Segment Open
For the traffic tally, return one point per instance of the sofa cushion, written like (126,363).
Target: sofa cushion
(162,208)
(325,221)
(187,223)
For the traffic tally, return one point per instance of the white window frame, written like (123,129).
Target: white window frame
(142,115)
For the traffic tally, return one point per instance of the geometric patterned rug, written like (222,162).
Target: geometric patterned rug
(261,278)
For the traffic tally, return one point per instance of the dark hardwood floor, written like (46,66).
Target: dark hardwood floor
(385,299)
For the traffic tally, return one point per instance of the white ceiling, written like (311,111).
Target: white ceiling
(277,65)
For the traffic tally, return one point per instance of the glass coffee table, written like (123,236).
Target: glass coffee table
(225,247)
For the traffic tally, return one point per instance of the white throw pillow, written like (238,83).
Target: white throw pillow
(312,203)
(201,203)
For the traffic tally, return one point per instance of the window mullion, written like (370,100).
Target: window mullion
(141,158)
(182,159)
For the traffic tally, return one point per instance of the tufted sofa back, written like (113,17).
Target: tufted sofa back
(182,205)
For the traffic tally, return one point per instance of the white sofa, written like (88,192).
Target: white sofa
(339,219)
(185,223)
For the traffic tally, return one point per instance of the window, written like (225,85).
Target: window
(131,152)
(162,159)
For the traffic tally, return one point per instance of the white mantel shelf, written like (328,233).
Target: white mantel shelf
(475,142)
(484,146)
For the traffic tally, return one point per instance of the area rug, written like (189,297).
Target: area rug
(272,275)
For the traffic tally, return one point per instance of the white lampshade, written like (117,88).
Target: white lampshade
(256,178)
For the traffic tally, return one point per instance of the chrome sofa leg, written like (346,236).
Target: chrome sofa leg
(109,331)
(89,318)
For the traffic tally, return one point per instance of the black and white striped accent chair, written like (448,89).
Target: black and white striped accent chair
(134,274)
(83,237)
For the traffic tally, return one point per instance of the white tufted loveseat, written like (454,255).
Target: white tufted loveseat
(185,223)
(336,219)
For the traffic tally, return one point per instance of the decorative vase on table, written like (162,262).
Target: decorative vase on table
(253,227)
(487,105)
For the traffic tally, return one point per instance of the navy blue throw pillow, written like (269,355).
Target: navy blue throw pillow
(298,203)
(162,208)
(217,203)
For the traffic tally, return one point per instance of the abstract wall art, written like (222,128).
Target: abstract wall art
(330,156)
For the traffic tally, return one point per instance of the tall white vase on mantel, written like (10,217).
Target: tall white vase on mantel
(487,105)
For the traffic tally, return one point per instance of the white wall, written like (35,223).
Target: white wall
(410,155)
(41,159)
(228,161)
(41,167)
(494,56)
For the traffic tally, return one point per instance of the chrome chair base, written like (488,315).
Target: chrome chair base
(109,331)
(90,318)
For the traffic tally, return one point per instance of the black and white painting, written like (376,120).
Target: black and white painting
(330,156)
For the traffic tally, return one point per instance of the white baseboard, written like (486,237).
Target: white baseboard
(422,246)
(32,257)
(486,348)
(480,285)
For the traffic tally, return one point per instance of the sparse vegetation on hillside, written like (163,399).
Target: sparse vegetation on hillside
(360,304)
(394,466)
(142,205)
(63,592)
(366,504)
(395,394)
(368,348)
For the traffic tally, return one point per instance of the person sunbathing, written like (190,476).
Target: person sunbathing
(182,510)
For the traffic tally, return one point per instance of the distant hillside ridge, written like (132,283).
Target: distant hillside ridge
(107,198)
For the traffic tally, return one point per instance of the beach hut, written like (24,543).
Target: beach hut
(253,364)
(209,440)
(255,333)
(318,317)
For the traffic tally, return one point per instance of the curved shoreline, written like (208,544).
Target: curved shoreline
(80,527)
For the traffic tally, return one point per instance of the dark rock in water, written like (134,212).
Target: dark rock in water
Segment Closed
Write down every entry exactly.

For the traffic tally, return one point per instance of the sofa cushion, written like (126,363).
Target: sofa cushion
(162,208)
(325,221)
(187,223)
For the traffic tally, return one point per instance of the white window frame, written like (123,129).
Target: white window frame
(142,115)
For the traffic tally, return one point per instance of the geometric patterned rug, written like (222,162).
Target: geometric patterned rug
(261,278)
For the traffic tally, return one point per instance of the dark hardwood floor, written like (46,66).
Target: dark hardwood floor
(385,299)
For the traffic tally, return one point per instance of the white ceiling, written like (311,111).
Target: white ceiling
(277,65)
For the traffic tally, return one point per instance of the glass coffee table, written like (123,236).
Target: glass coffee table
(225,247)
For the traffic tally, return one point per instance of the white throw pillow, written like (238,83).
Target: white throw pillow
(312,203)
(201,203)
For the traffic tally, return one point per instance of the window mullion, written like (370,100).
Target: window mullion
(141,158)
(182,159)
For the traffic tally, return one point per instance of the tufted sofa back, written like (113,17).
Target: tufted sofa back
(182,205)
For the traffic tally, return one point per instance of the white sofa, written like (88,192).
Target: white sofa
(339,219)
(185,223)
For the traffic tally, return one point per instance of the window, written like (225,85).
Target: window
(131,152)
(162,159)
For the traffic tally, return one point per instance of the white mantel shelf, written like (328,233).
Target: white mantel shelf
(475,142)
(484,146)
For the traffic tally, return one point per instance of the area rug, written like (189,297).
Target: area rug
(272,275)
For the traffic tally, return one point per instance of the white lampshade, written like (117,88).
Target: white lampshade
(256,178)
For the traffic tally, return one point per instance of the chrome sofa leg, written like (346,236).
Target: chrome sofa leg
(109,331)
(89,318)
For the traffic tally, return one point per instance of the black and white striped accent chair, written like (448,89).
Target: black and white striped accent chair
(134,274)
(83,237)
For the traffic tally, return one point per instance of the white tufted loveseat, written like (454,255).
Target: white tufted loveseat
(185,223)
(336,219)
For the traffic tally, return one point per instance of the decorative vase on table, written like (162,262).
Target: decorative vase on table
(253,227)
(487,105)
For the traffic tally, return one point per instance of the navy blue throw pillow, written like (269,355).
Target: navy blue throw pillow
(298,203)
(162,208)
(217,203)
For the traffic tally, return one point per instance of the abstract wall art, written like (222,128).
Target: abstract wall art
(330,156)
For the traffic tally, return one point per instance of the tall white vase on mantel, written like (10,217).
Target: tall white vase on mantel
(487,105)
For the traffic tally, return one point per instance of the white wall, written like (35,223).
Target: white wall
(410,155)
(41,159)
(228,161)
(41,167)
(494,56)
For the traffic tally, return one point per instance of the chrome chair base, written like (488,315).
Target: chrome chair base
(109,331)
(90,318)
For the traffic tally, return one point per instance of the black and white painting, written like (376,120).
Target: black and white painting
(330,156)
For the traffic tally, return one point per instance of the white baseboard, written like (486,237).
Target: white baseboard
(422,246)
(32,257)
(486,348)
(480,285)
For the traffic tally, return one point per instance of the sparse vegetation on hillside, written like (163,399).
Target: sparse vegetation on hillside
(360,304)
(394,466)
(142,205)
(63,592)
(366,504)
(395,394)
(368,348)
For the traffic tally, return one point per instance of the person sunbathing, written like (190,476).
Target: person sunbathing
(182,510)
For the traffic tally, return one point per instance of the distant hillside ridge, written like (132,283).
Target: distant hillside ridge
(107,198)
For the traffic tally, return one point per instance of the beach hut, written like (24,543).
Target: beach hut
(253,364)
(209,440)
(255,333)
(318,317)
For the traffic tally, return one point per instance of the curved shoreline, written like (208,544).
Target: curved shoreline
(80,527)
For the traffic tally, return one point per instance of the dark rock in water, written like (134,212).
Target: dark rock in water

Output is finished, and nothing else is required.